| Task instructions |
Repeat every entry below word for word, keeping each line unchanged.

************

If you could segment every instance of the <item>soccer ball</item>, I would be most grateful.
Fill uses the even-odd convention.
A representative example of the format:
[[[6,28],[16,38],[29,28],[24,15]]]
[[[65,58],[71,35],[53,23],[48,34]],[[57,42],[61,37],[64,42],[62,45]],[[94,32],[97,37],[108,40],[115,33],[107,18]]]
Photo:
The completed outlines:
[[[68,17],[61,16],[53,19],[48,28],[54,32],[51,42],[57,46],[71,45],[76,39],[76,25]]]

************

| Output |
If you could segment every instance of the <item>soccer ball</item>, I would be most grateful.
Fill uses the even-odd convention.
A representative example of the format:
[[[6,28],[16,38],[29,28],[24,15]]]
[[[65,58],[71,35],[53,23],[48,34]],[[57,42],[61,37],[64,42],[62,45]],[[94,32],[97,37],[108,40],[115,33],[107,18]]]
Photo:
The completed outlines:
[[[68,17],[61,16],[53,19],[48,28],[54,32],[51,42],[57,46],[71,45],[76,39],[76,25]]]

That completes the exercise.